**Task description**
Retype every entry exactly, character for character.
============
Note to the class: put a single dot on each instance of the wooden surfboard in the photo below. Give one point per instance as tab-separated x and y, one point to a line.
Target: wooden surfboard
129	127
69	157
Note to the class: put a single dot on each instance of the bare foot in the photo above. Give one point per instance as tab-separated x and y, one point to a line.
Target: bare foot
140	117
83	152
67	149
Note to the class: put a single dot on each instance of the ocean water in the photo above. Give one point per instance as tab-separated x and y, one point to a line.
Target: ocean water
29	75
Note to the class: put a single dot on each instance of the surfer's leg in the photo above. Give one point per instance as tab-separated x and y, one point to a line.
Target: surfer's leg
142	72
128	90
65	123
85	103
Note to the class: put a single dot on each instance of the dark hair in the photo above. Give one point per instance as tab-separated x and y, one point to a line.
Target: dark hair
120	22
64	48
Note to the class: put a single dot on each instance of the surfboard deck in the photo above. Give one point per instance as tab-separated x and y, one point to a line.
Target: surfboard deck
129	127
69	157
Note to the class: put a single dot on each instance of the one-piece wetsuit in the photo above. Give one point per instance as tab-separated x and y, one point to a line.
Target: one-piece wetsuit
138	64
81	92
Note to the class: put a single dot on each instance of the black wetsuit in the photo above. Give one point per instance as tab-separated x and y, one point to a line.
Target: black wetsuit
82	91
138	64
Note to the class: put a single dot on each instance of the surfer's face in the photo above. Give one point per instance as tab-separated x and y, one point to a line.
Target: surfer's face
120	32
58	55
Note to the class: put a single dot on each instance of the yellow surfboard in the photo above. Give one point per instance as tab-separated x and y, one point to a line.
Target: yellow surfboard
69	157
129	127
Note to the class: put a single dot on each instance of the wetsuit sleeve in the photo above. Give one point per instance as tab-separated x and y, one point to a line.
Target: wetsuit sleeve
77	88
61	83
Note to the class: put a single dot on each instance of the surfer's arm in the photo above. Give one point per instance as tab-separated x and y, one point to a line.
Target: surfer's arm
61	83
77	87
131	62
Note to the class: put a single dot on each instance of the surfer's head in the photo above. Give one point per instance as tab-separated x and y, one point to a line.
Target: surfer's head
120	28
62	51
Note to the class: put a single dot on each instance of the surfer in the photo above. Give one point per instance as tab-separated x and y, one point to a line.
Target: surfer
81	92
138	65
============
**Answer to this task**
Note to the class: put a single dot on each instance of the wooden surfboard in the photo below. Give one point per instance as tab-separated x and y, one point to a line.
Target: wooden surfboard
129	127
69	157
Note to the class: put a single dot on each instance of the bare foot in the photo above. Give one point per instance as tab-separated x and y, one point to a line.
Target: bare foot
140	117
83	152
67	149
Note to the class: put a single dot on each instance of the ocean water in the photo above. Give one point per instance as tab-separated x and y, one point to a line.
Target: ocean water
29	75
Note to the class: put a single dot on each instance of the surfer's leg in the photo above. Give one point per instance as tab-separated x and y, one point to a line.
Target: surfer's leg
142	72
128	90
65	123
85	103
Note to the class: put a single dot on each instance of the dark hair in the photo above. Give one point per instance as tab-separated x and y, one point to a line.
Target: dark hair
120	22
64	48
Note to the class: put a single dot on each instance of the surfboard deck in the photo above. Give one point per instance as tab-separated x and y, one point to a line.
Target: surfboard deck
129	127
69	157
Note to the class: put a single dot on each instance of the one-piece wetsuit in the photo above. Give one point per instance as tab-separated x and y, one point to a line.
Target: one-piece wetsuit
138	64
81	92
Note to the class: put a single dot on each instance of the black wetsuit in the photo above. Give one point per instance as tab-separated x and y, one point to a line.
Target: black wetsuit
82	91
138	64
Note to the class: put a single dot on each instance of the surfer's face in the photo above. Give one point per instance as tab-separated x and y, one point to a line.
Target: surfer's face
120	32
58	55
Note to the class: put a single dot on each instance of the yellow surfboard in the photo above. Give one point per instance as tab-separated x and y, one point to a line.
Target: yellow surfboard
69	157
129	127
Note to the class: put a single dot on each instance of the wetsuit sleeve in the photo above. Give one point per instance as tab-separated x and y, one point to a line.
Target: wetsuit sleeve
77	88
61	83
Note to the class: put a single dot on each instance of the surfer's arm in the photo above. Give one point per instance as tab-separated x and y, one point to a line.
Target: surfer's arm
61	83
77	87
131	62
Note to the class: put a single dot on each instance of the surfer's head in the photo above. Give one point per instance as tab-separated x and y, one point to a line.
Target: surfer's head
120	28
62	51
Note to the class: put a single dot on each instance of the surfer in the photo above. Give one point per instance as tab-separated x and y, one point to a line.
Target: surfer
81	92
138	65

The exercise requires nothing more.